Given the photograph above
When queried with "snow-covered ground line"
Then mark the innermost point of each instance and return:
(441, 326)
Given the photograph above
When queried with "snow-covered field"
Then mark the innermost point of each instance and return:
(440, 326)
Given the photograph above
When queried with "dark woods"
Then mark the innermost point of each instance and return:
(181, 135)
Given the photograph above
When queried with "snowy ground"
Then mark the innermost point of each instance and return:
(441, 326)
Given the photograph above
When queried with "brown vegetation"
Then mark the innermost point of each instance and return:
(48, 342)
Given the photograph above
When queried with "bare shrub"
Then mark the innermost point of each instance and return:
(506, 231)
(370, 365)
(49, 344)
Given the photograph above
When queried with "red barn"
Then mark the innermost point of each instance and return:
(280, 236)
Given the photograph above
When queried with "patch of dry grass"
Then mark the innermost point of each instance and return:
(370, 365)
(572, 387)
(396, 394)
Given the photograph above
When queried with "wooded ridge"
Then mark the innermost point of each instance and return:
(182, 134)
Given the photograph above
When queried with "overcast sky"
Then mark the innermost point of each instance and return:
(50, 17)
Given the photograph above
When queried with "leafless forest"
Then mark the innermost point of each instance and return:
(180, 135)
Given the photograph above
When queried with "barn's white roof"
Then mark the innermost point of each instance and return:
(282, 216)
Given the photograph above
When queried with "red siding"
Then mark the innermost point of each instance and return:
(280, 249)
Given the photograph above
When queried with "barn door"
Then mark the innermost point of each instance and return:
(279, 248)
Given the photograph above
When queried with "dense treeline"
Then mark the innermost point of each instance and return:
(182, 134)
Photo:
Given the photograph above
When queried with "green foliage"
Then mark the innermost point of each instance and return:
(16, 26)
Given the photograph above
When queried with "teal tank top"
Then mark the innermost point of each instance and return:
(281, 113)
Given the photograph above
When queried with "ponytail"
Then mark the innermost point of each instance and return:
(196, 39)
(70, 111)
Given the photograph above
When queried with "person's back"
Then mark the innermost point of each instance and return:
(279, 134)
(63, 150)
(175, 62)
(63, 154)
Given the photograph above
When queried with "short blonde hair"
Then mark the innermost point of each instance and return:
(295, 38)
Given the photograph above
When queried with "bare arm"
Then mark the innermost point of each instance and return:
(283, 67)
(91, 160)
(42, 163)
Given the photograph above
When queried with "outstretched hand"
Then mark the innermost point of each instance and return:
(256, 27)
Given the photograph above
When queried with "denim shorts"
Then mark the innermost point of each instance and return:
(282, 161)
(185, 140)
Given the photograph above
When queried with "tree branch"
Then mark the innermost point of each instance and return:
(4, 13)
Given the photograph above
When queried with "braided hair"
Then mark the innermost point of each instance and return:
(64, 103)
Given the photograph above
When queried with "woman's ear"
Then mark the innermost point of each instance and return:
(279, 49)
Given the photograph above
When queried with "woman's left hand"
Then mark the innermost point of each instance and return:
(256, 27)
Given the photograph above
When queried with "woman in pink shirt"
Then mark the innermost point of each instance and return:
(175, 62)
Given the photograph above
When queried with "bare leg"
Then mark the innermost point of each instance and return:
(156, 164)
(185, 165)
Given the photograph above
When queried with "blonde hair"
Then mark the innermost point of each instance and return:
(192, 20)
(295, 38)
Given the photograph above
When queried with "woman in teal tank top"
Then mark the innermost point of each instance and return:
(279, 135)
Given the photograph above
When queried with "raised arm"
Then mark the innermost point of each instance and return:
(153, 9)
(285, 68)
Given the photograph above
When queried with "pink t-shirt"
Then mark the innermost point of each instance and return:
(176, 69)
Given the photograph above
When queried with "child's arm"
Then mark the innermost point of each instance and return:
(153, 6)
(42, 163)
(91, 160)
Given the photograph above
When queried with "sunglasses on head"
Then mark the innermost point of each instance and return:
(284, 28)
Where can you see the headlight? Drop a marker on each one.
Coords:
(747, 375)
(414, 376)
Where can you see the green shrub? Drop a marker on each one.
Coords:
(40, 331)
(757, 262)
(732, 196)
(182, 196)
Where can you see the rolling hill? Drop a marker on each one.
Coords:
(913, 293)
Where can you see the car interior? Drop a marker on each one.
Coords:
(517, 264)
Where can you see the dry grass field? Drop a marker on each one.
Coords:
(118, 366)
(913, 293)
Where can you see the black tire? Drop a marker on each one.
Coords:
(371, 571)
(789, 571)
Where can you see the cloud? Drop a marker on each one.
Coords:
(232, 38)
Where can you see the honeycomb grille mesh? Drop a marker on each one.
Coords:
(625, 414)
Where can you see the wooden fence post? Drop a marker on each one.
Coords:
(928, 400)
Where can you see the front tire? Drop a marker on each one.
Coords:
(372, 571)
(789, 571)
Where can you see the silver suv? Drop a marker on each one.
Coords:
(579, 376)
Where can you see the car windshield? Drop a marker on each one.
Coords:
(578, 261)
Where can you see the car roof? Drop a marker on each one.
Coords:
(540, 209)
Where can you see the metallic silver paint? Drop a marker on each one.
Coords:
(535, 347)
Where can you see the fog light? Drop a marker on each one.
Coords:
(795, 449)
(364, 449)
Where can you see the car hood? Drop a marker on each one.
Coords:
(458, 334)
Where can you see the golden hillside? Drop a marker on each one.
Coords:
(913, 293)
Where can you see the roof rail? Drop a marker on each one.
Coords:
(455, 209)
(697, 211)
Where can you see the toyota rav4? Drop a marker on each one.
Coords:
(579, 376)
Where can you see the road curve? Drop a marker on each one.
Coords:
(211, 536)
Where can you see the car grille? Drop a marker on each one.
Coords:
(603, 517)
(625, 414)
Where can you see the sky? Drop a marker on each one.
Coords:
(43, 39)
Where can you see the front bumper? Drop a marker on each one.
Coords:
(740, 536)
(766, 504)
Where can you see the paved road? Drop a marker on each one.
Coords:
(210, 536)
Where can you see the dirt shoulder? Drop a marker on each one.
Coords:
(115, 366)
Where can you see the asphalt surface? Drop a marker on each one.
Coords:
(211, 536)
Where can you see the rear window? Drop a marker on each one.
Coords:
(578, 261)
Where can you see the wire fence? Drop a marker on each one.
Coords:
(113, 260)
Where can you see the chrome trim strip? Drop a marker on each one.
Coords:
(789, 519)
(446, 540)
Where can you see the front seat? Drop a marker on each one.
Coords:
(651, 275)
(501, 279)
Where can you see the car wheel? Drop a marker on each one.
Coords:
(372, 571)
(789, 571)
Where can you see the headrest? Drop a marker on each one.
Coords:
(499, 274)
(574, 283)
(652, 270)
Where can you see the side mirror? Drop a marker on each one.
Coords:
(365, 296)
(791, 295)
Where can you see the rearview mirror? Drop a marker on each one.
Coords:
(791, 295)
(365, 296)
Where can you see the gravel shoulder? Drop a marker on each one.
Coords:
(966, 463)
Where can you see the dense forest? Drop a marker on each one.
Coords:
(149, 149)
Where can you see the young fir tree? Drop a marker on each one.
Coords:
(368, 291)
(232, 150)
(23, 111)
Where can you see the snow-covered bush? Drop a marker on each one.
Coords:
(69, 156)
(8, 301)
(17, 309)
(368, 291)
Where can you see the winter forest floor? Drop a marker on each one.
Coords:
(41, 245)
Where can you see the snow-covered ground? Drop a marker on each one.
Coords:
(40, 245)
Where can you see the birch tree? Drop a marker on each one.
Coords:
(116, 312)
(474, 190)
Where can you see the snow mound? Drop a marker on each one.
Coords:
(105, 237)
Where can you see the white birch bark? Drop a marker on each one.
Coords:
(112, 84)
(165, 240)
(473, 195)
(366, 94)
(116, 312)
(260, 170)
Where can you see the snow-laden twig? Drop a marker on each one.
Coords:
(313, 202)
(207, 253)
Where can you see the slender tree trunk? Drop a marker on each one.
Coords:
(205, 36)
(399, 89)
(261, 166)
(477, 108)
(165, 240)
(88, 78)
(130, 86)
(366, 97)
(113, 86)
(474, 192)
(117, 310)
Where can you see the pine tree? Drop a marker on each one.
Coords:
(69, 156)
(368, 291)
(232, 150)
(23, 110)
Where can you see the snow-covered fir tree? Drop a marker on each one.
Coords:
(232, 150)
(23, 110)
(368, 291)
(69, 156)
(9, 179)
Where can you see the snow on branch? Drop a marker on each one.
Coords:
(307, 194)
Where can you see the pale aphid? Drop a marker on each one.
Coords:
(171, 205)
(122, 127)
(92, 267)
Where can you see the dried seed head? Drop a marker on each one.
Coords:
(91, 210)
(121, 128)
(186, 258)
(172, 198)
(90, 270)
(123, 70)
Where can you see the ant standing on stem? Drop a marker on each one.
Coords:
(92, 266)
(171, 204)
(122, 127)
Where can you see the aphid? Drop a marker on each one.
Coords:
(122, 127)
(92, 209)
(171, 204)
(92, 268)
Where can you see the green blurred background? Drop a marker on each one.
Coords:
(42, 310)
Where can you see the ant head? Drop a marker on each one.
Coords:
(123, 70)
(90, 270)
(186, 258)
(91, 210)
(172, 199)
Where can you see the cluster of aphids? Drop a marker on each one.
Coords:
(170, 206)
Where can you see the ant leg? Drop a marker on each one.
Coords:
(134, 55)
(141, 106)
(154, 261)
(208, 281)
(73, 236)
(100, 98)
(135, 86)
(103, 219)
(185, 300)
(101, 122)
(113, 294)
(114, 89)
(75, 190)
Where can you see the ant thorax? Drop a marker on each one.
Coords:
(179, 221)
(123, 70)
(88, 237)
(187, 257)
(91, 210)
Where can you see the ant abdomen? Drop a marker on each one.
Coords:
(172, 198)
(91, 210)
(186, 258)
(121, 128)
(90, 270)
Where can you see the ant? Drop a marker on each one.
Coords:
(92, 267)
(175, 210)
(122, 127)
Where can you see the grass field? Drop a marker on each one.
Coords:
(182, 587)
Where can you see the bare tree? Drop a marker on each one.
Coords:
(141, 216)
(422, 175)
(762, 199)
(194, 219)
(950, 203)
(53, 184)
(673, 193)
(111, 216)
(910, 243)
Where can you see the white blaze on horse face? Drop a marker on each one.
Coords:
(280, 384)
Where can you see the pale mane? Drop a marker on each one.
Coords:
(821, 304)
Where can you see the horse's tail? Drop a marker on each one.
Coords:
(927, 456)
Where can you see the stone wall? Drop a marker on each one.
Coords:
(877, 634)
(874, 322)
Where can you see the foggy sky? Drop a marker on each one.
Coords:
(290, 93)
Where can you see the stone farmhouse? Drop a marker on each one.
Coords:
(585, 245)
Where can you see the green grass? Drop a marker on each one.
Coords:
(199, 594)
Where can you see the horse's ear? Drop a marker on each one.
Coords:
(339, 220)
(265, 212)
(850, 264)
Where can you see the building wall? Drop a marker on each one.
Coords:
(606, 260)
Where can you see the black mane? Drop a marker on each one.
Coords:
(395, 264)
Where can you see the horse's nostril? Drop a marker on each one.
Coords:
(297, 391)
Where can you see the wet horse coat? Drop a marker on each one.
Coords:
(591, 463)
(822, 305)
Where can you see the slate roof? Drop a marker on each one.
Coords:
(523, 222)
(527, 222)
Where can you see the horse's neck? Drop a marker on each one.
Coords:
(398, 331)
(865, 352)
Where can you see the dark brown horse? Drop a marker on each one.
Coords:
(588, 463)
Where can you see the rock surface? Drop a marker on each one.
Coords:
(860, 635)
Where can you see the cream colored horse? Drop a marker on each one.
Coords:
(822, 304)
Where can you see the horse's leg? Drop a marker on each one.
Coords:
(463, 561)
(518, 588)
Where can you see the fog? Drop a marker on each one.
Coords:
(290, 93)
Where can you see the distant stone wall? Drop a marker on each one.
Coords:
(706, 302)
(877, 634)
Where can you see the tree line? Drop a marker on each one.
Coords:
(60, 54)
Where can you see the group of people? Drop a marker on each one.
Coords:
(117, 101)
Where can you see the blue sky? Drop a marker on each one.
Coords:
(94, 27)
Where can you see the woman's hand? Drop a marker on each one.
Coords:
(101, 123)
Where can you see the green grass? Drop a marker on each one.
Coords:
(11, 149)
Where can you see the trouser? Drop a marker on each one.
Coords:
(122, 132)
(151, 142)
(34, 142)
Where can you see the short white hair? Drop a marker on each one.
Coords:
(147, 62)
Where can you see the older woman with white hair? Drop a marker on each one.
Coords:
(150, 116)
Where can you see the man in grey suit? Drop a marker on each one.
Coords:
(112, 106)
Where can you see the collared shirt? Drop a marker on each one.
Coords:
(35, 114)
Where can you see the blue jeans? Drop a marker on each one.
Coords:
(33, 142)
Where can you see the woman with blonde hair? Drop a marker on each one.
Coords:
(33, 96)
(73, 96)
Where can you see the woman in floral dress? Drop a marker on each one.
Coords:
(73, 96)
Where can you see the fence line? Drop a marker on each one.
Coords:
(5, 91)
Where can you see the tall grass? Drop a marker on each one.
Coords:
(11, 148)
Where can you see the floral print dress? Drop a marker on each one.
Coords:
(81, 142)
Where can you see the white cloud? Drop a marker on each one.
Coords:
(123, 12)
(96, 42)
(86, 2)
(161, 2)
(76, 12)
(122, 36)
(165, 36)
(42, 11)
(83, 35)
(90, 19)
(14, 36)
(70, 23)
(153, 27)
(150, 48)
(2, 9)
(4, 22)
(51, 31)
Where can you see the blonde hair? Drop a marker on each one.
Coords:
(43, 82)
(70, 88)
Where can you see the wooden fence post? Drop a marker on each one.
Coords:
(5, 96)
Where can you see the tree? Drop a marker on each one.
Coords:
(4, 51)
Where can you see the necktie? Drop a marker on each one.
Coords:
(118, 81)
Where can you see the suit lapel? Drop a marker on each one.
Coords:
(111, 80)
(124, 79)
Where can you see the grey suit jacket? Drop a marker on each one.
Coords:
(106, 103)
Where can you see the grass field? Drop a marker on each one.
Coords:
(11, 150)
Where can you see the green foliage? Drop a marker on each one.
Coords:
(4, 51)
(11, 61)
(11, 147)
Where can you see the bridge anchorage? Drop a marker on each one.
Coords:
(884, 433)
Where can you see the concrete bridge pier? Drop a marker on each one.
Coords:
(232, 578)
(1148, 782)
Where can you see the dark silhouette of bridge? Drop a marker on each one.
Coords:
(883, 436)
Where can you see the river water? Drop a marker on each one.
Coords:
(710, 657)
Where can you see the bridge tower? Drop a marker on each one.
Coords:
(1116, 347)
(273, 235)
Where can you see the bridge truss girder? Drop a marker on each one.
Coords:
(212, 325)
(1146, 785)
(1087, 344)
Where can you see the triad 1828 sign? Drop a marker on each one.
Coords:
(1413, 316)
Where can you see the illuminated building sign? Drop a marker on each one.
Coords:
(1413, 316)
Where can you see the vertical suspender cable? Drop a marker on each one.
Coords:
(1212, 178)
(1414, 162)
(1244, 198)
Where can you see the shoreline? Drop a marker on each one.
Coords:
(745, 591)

The problem: Above are the entries. Copy exactly the part that opens with the line containing "Where can you see the horse's leg?" and closes with the line containing "Where can you see the suit", and no more.

Task solution:
Where can you see the horse's leg? Drop a marker on each one.
Coords:
(463, 561)
(518, 588)
Where can you see the fog? Drop a marker on each one.
Coords:
(290, 93)
Where can you see the distant stone wall? Drop a marker on each one.
Coords:
(706, 302)
(877, 634)
Where can you see the tree line? Drop a marker on each one.
Coords:
(60, 54)
Where can you see the group of people? Drop a marker on each one.
Coords:
(117, 101)
Where can you see the blue sky? Drop a marker on each one.
Coords:
(94, 27)
Where can you see the woman's hand? Drop a marker on each one.
Coords:
(101, 123)
Where can you see the green grass? Drop a marker on each one.
Coords:
(11, 149)
Where can you see the trouser? Drop a marker on each one.
Coords:
(122, 132)
(151, 142)
(34, 142)
Where can you see the short white hair? Drop a marker on each one.
Coords:
(147, 62)
Where can you see the older woman with white hair? Drop a marker on each one.
Coords:
(150, 116)
Where can you see the man in grey suit? Drop a marker on each one.
Coords:
(112, 106)
Where can you see the collared shirt? Drop a marker on each one.
Coords:
(35, 114)
Where can you see the blue jeans? Drop a marker on each one.
Coords:
(33, 142)
Where can you see the woman with blonde hair? Drop a marker on each one.
Coords:
(33, 96)
(73, 96)
Where can you see the woman in floral dress? Drop a marker on each one.
Coords:
(73, 96)
Where can you see the fence line? Drop a marker on each one.
Coords:
(5, 91)
Where can you see the tall grass? Drop a marker on each one.
Coords:
(11, 148)
Where can you see the floral print dress? Drop a marker on each one.
Coords:
(81, 142)
Where can you see the white cloud? Drop a marker on each one.
Coords:
(123, 12)
(96, 42)
(86, 2)
(161, 2)
(76, 12)
(122, 36)
(165, 36)
(42, 11)
(83, 35)
(90, 19)
(14, 36)
(70, 23)
(153, 27)
(150, 48)
(2, 9)
(4, 22)
(51, 31)
Where can you see the blonde hair? Drop a marker on each one.
Coords:
(43, 82)
(70, 88)
Where can you see the wooden fence post? Drop a marker on each one.
Coords:
(5, 96)
Where can you see the tree? Drop a marker on each one.
Coords:
(4, 51)
Where can you see the necktie? Drop a marker on each one.
Coords:
(118, 81)
Where can you see the suit lapel? Drop a marker on each one.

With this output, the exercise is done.